Consigne 1: Dans l'article sur la tournée de Catherine Colonna dans le Caucase, par quel pays a-t-elle commencé son voyage ?

Extrait de page:
====

04.05.2023
La diplomatie française s’agite. Des voyages sont organisés. Catherine Colonna, la ministre de l'Europe et des Affaires étrangères, a vu rapidement trois pays dans le Caucase: la Géorgie, l'Arménie et l'Azerbaïdjan. Par tradition, la France entretient des liens étroits avec l’Arménie, surtout. Paris est actif dans cette région, mais en raison de sa position pro-arménienne explicite, la France a peu de chances de pouvoir développer une influence.
Dans la Transcaucasie, Catherine Colonna a compris, alors qu’ un accueil chaleureux l'attendait, qu’elle n’était pas trop considérée comme la bienvenue. En Arménie, la diplomatie française a traditionnellement trouvé un grand soutien en raison des liens historiques entre les pays, et la présidente actuelle de la Géorgie, Salomé Zourabichvili, est une ancienne citoyenne et diplomate française à Tbilissi. Mais, Bakou, la capitale de Azerbaïdjan, nourrit à l’égard de Paris une grande méfiance en raison de l'islamophobie généralisée parmi les politiciens et médias français, aussi à cause du soutien envers le séparatisme arménien.
Un contact froid à Bakou. Certainement, voulant terminer tôt la partie la plus froide et délicate du voyage, Catherine Colonna a décidé de le commencer en Azerbaïdjan. Comme presque tous les invités étrangers, elle a visité l'Allée des Martyrs et y a déposé une gerbe avec un ruban aux couleurs du drapeau français. Dans sa rhétorique, aussi, elle a essayé de s'en tenir à un langage prudent. «Faire la paix est possible. Cela suppose vision, détermination et courage», a-t-elle déclaré.

====

(Entrées de données enregistrées)
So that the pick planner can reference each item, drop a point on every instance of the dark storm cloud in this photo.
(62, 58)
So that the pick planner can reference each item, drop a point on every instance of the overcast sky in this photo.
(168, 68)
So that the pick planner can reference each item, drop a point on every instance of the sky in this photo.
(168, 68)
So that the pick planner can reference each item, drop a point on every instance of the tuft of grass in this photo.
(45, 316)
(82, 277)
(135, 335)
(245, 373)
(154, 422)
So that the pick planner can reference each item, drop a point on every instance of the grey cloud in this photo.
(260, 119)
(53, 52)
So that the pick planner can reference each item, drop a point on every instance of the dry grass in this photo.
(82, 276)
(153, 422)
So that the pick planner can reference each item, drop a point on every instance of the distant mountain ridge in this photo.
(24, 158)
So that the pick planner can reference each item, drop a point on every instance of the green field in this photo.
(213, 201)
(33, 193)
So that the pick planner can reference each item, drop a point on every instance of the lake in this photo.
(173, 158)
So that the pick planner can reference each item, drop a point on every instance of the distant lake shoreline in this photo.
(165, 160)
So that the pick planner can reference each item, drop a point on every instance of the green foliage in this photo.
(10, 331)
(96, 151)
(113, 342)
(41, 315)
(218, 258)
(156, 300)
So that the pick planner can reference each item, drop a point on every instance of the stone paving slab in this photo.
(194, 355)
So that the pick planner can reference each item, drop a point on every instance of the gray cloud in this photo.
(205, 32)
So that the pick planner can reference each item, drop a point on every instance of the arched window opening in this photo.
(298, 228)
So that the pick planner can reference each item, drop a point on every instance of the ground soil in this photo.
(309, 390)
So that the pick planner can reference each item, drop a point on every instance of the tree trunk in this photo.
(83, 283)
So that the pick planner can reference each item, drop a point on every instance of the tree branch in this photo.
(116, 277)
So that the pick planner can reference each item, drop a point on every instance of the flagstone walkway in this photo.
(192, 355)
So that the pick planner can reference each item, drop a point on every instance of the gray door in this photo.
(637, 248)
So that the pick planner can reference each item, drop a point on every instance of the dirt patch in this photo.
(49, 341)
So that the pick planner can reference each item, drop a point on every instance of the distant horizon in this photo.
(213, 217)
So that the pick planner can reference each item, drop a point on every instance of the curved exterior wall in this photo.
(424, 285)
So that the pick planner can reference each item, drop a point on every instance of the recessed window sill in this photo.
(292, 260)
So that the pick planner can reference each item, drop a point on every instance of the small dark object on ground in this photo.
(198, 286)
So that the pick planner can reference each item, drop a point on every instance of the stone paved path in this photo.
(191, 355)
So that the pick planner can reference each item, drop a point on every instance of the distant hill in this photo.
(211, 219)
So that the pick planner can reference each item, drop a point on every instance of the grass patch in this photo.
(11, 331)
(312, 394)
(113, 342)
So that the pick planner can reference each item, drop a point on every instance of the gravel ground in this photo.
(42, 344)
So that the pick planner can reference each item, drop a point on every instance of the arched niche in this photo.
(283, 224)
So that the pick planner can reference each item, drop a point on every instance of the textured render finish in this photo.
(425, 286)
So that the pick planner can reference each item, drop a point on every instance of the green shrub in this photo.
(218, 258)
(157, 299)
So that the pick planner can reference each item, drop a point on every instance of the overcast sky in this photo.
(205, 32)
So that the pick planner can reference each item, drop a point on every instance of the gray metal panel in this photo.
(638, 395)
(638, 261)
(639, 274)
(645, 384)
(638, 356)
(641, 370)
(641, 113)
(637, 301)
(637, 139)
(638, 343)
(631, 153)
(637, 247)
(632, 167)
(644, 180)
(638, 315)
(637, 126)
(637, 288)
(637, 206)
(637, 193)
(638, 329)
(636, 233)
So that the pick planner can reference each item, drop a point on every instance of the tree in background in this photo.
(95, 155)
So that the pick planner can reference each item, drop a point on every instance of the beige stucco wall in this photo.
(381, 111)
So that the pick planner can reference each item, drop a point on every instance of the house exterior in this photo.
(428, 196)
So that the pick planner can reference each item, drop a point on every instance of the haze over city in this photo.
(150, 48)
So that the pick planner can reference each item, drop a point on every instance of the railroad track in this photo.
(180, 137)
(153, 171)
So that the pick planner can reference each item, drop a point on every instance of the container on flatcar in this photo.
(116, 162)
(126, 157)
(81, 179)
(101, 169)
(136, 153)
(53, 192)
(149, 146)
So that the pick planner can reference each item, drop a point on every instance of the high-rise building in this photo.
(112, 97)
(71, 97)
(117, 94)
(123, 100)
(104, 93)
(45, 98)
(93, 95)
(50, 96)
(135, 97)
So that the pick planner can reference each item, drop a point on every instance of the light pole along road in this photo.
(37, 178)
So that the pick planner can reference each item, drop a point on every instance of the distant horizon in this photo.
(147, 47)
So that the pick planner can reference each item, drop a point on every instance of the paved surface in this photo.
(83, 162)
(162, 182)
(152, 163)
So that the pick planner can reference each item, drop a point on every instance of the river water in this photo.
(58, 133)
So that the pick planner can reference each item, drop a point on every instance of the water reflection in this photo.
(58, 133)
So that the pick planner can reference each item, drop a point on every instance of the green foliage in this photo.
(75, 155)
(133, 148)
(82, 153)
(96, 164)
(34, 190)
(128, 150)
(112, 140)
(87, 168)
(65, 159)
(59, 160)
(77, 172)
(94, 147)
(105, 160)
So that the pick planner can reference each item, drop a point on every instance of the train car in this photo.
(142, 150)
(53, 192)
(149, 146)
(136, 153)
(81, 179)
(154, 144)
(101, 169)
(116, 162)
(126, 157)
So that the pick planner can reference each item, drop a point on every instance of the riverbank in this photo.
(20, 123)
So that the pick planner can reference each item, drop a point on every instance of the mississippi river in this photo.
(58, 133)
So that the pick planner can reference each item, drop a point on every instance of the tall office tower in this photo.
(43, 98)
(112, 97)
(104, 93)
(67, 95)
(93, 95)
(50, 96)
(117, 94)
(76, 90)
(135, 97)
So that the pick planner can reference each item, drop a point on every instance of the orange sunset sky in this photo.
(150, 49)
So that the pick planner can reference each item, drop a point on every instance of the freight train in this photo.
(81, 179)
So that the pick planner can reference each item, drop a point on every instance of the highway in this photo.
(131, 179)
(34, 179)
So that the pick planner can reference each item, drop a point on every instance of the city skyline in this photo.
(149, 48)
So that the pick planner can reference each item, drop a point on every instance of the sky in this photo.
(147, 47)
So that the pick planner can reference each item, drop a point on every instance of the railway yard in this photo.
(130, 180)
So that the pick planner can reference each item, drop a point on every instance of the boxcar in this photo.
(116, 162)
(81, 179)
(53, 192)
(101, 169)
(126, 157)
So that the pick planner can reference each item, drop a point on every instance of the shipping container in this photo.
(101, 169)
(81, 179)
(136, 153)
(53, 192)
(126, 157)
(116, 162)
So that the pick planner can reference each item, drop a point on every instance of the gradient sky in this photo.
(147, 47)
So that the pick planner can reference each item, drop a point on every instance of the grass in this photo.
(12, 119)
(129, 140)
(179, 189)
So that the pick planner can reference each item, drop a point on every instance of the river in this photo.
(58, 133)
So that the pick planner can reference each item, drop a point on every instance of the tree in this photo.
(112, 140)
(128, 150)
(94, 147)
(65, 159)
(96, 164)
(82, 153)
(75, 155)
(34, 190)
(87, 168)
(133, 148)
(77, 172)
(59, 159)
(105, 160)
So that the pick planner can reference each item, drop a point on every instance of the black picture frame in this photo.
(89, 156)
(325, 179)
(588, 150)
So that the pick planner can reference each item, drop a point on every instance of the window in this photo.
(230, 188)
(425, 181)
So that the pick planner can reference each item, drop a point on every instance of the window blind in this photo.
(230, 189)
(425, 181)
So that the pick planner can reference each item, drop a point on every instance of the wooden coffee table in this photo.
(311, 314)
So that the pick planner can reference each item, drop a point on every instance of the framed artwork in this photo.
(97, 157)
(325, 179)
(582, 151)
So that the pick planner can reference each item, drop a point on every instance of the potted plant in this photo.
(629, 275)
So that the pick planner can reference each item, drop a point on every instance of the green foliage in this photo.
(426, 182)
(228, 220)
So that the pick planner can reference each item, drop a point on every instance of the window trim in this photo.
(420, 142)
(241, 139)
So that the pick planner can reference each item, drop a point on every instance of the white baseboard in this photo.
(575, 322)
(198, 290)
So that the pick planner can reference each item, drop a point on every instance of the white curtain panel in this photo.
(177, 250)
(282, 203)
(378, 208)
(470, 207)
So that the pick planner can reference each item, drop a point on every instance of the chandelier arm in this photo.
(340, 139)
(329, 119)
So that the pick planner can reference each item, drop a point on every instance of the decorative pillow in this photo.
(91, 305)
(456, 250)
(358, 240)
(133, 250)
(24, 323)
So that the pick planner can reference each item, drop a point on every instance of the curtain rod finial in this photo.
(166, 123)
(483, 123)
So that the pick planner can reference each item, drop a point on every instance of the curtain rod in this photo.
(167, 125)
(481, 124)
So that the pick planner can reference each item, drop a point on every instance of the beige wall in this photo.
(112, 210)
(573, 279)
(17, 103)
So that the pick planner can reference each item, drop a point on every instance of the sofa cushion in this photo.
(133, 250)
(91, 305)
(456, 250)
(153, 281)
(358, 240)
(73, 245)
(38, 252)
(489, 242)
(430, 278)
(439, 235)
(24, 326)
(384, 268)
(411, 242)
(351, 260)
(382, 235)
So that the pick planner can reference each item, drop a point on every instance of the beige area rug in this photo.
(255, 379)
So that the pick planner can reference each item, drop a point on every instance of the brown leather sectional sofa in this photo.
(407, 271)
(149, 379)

====

Consigne 2: Relevez chaque ligne des enregistrements qui contient le mot « panel ».

Réponse 1: Elle l'a commencé par l'Azerbaïdjan.

Réponse 2:
So that the pick planner can reference each item, drop a point on every instance of the gray metal panel in this photo.
So that the pick planner can reference each item, drop a point on every instance of the white curtain panel in this photo.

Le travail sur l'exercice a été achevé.